-------- Dataset

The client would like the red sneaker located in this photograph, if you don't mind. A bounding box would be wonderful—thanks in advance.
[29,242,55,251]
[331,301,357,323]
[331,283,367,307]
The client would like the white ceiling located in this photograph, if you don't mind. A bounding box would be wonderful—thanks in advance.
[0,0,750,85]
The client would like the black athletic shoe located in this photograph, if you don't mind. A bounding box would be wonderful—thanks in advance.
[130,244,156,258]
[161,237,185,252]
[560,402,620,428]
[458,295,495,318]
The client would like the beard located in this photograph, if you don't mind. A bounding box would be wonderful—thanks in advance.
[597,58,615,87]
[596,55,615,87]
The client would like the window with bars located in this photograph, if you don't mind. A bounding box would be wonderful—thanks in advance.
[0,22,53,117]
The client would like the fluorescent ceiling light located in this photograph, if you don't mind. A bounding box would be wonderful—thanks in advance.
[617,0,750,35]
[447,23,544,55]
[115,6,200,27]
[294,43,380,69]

----------------

**The exercise**
Format all of the items above as a numbered list, leaving out any blank lines.

**Reply**
1. The client would like the red sneaker located in this photograph, if you don't mind. A bounding box would be wonderful—thanks in advance.
2. [29,242,55,251]
3. [331,301,357,323]
4. [331,283,367,307]
5. The client would like the white ceiling located in this photograph, if you don't mind. A bounding box would be wonderful—thanks in advance.
6. [0,0,750,85]
7. The client would like the black athletic shoe located in this photograph, if you don't mind. A bounding box would be wonderful—thanks in advance.
8. [130,244,156,258]
9. [161,237,185,252]
10. [560,402,620,428]
11. [458,295,495,318]
12. The client would like the beard located in this photograph, if you don't mind. A bounding box would be wonderful—thanks in advance.
13. [597,58,615,87]
14. [596,55,615,87]
15. The client would like the window with bars located in this photograph, if you don't mind. A bounding box would be wonderful—thanks in advance.
16. [0,22,53,117]
17. The client would like the fluorescent ceiling light located in this photograph, if you don't mind. A bounding box would be wonderful—thanks in advance.
18. [617,0,750,35]
19. [447,23,544,55]
20. [115,6,200,27]
21. [294,43,380,69]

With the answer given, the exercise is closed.